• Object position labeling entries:
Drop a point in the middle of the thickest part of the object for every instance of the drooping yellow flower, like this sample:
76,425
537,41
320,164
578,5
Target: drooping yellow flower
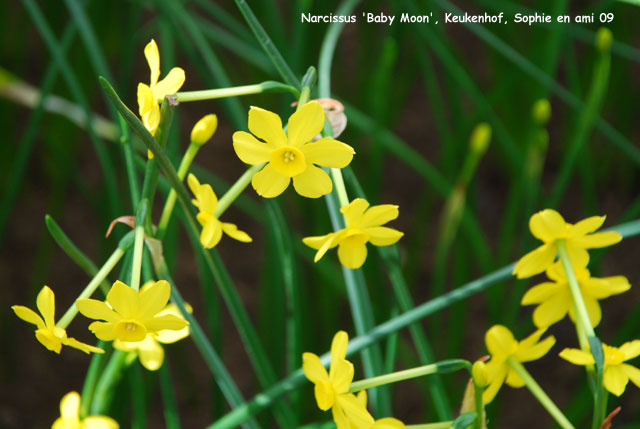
70,416
212,228
549,226
364,225
149,350
554,298
50,335
290,156
502,346
331,389
131,315
150,95
616,373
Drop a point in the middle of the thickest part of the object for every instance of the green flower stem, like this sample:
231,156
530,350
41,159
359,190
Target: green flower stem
394,377
582,316
169,205
212,94
540,395
236,189
102,274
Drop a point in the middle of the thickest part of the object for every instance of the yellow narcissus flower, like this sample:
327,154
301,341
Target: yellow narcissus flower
149,350
70,416
291,155
554,298
331,389
150,95
131,315
616,373
364,224
549,226
212,228
502,346
50,335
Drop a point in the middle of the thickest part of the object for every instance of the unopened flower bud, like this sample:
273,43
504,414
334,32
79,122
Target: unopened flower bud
204,129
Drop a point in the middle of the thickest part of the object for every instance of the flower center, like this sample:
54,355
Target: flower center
288,161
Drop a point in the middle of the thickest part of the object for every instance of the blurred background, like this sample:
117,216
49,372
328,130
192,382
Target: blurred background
413,94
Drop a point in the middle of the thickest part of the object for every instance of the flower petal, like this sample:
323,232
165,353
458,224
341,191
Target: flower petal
352,257
47,306
268,183
154,299
211,233
94,309
123,299
267,126
104,331
153,59
249,149
328,153
305,123
615,379
232,231
547,225
535,261
630,349
378,215
28,315
313,182
171,84
383,236
577,357
313,369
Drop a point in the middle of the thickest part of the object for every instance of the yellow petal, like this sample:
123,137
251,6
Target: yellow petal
268,183
151,354
49,340
267,126
615,380
123,299
154,299
597,240
328,153
383,236
168,321
94,309
535,261
552,310
171,84
540,293
577,357
500,341
100,422
28,315
352,257
378,215
341,375
547,225
70,406
313,182
104,331
630,349
305,123
325,396
232,231
513,379
586,226
313,369
354,211
153,59
249,149
211,233
47,306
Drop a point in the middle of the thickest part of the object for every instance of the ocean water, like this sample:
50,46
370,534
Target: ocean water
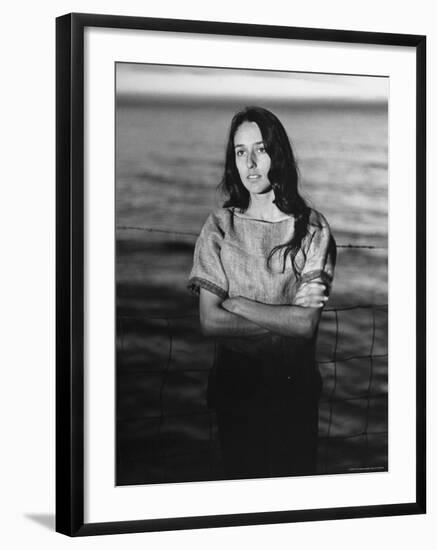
169,161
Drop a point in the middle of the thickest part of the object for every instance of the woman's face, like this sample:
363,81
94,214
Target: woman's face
253,162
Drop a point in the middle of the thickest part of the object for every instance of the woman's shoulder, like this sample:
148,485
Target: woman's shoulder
318,220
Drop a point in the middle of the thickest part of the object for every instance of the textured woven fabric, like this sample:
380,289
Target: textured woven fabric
231,253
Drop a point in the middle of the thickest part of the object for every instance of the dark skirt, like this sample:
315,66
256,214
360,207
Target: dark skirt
265,393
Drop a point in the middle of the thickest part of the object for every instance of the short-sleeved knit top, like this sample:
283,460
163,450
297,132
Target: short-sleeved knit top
232,250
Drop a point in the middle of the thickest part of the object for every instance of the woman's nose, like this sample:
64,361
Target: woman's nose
251,162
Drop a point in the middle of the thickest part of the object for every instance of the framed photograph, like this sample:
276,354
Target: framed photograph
240,274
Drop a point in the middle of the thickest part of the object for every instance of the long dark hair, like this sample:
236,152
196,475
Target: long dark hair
283,175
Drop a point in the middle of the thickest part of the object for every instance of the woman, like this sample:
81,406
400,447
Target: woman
263,267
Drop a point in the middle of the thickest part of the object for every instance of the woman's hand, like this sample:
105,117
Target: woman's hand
311,294
232,304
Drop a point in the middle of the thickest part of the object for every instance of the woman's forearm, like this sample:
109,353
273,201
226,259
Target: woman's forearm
287,320
219,322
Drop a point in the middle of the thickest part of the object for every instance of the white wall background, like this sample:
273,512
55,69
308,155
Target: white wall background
27,302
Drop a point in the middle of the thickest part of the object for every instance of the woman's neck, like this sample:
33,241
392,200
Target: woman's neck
262,207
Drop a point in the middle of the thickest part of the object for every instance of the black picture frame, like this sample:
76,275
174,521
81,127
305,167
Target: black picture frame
70,487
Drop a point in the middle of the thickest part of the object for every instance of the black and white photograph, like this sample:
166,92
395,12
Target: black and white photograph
251,273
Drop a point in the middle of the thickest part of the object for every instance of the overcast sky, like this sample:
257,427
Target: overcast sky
187,83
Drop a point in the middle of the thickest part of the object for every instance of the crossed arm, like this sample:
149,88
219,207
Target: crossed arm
243,317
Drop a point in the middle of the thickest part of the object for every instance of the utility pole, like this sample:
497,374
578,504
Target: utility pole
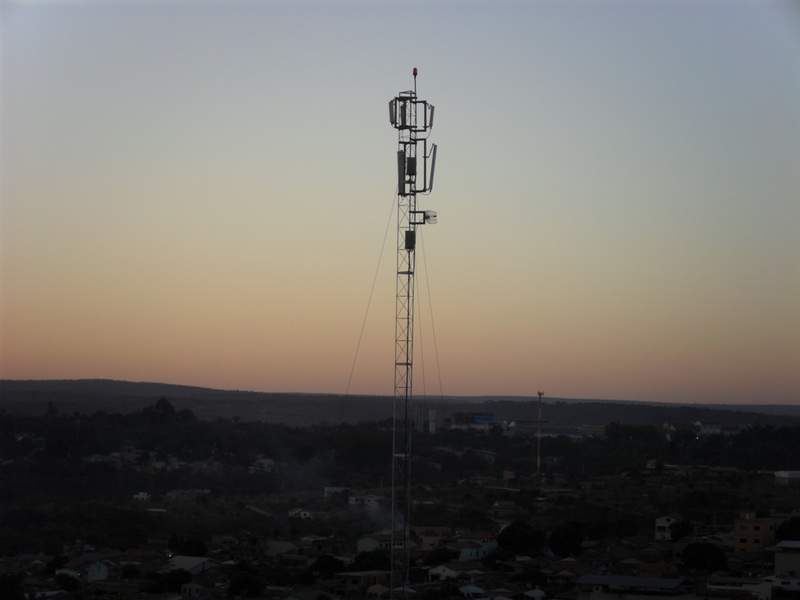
539,440
416,164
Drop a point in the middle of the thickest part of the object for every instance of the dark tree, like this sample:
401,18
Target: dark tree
376,560
704,557
680,529
11,586
521,538
565,540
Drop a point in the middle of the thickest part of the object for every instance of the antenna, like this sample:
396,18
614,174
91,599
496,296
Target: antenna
413,127
539,440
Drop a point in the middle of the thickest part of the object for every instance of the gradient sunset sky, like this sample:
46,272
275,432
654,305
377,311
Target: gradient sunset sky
196,193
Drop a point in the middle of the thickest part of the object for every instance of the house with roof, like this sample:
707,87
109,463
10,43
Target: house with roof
193,564
787,558
628,587
456,570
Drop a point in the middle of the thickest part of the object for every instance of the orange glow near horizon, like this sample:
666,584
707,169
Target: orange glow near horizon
618,211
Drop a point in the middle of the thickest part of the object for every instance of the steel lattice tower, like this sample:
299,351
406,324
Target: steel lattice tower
416,163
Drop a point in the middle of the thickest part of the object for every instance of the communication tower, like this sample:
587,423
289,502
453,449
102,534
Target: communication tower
416,165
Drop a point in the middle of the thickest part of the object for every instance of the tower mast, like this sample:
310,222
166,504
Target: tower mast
416,163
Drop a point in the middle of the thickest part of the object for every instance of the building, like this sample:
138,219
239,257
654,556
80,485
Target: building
354,584
753,533
787,477
262,465
300,513
193,564
382,540
787,558
626,587
737,587
366,500
663,528
335,491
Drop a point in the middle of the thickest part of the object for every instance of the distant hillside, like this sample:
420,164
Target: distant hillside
91,395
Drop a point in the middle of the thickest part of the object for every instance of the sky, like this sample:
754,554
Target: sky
196,193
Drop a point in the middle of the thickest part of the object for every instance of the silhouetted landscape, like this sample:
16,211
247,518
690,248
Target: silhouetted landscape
155,500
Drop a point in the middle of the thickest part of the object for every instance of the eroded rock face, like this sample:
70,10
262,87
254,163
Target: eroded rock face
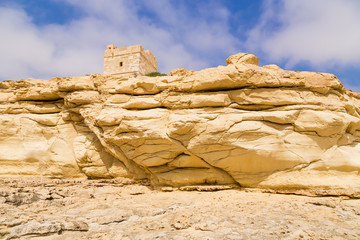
235,124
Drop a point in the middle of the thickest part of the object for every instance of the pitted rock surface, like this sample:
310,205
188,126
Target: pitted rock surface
239,124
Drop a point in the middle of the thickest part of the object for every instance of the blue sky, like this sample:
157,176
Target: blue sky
47,38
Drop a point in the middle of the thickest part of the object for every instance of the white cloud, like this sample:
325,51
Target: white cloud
176,37
323,33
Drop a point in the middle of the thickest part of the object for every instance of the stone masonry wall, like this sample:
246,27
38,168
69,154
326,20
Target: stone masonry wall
128,60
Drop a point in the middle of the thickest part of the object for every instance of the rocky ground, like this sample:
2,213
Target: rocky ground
125,209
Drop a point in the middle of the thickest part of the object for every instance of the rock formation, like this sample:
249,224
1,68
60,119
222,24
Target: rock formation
237,124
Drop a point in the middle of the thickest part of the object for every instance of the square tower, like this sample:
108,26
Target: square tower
131,60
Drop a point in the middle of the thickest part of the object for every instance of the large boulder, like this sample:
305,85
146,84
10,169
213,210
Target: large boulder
239,124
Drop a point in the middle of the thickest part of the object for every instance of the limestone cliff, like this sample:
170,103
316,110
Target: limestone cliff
236,124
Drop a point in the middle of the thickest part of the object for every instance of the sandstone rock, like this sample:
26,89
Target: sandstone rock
236,124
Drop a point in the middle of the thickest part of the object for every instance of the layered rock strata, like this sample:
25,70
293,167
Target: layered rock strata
237,124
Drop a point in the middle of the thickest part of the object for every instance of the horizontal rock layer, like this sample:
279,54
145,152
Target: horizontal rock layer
236,124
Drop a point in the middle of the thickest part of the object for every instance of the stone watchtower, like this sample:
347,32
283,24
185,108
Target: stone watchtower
132,60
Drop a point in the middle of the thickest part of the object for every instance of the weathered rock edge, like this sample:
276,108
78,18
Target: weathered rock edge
237,124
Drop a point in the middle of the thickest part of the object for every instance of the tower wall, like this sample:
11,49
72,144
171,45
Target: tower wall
128,60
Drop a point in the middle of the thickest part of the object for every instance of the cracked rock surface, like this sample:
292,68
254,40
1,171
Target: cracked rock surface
126,209
239,124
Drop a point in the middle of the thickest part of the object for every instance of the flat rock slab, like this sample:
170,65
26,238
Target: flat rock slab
125,210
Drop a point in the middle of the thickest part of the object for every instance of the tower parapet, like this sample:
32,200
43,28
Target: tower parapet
128,60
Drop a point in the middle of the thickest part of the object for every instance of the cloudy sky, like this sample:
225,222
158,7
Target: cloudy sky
46,38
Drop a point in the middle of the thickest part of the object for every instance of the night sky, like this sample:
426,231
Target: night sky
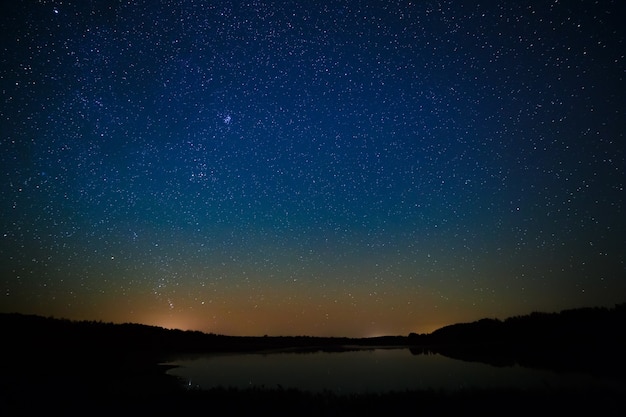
335,168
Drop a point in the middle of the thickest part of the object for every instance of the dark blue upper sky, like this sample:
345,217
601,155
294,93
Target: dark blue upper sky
311,167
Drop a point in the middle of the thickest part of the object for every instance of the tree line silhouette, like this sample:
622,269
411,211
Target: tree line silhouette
61,367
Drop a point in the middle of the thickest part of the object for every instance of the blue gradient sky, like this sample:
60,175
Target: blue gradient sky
322,168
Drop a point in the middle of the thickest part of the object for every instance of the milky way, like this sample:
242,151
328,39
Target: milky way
323,168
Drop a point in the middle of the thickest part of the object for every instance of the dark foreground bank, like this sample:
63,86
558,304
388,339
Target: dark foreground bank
152,392
52,367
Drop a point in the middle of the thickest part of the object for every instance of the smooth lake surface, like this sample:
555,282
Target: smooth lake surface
367,371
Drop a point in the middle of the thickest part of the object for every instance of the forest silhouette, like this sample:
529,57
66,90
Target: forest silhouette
56,366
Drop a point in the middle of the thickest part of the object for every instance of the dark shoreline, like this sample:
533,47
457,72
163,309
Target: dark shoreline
59,367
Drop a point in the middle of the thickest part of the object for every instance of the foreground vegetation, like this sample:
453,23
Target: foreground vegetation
61,367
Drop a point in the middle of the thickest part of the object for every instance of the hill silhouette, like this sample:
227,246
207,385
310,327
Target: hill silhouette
61,367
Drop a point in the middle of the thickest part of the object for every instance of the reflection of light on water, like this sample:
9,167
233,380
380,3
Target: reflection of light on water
379,370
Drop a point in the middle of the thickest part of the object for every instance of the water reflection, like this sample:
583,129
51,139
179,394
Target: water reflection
377,370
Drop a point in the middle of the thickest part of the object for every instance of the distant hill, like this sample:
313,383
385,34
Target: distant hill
583,339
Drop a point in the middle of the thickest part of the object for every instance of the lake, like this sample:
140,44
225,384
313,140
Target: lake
368,371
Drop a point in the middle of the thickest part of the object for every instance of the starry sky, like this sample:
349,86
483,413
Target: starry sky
328,168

• WRITTEN TASK: Find "the dark foreground" in the data above, then repeat that line and all lines after it exactly, ending with the final line.

• THE REPLY:
Drop a point in the middle of the thickest part of the object for every instance of the dark foreground bank, like this sample:
63,86
558,304
388,339
Target: dark foreground bank
152,392
52,367
Drop a point in the middle of the thickest part of the object for every instance of the smooth lake surface, like this sample:
555,282
Target: smooth lake surface
367,371
Drop a point in the middle of the thickest part of the object for every instance of the forest silhouette, like this sample:
529,57
66,90
Target: forest silhouette
56,366
Drop a point in the middle of the thickest part of the object for every instance of the dark shoreline, like this sample:
533,47
457,72
163,309
Target: dark shoreline
59,367
Drop a point in the middle of the thickest part of the object for every instance of the foreground vegetation, like this sample:
453,23
Target: foreground vegetation
61,367
Drop a point in the middle of the thickest part of the object for every instance of the hill silhouette, like this sample:
227,246
207,385
310,327
Target: hill silhouette
61,367
Drop a point in the middle of the thickest part of the object for every instance of the reflection of light on water, like this sample:
9,167
233,380
380,3
Target: reflection of light on water
379,370
Drop a point in the middle of the thickest part of the object for every instance of the water reflection, like this sample:
583,129
51,139
179,394
Target: water reflection
377,370
Drop a point in the middle of the thickest part of the object for every instance of the distant hill, like this sample:
313,383
385,34
Target: distant hill
583,339
Drop a point in the middle of the thickest part of the object for every instance of the lake, like this sample:
140,44
225,384
313,140
Target: lake
368,371
Drop a point in the middle of the thickest part of the object for every instance of the starry sky, like this sample:
349,86
483,413
Target: starry sky
328,168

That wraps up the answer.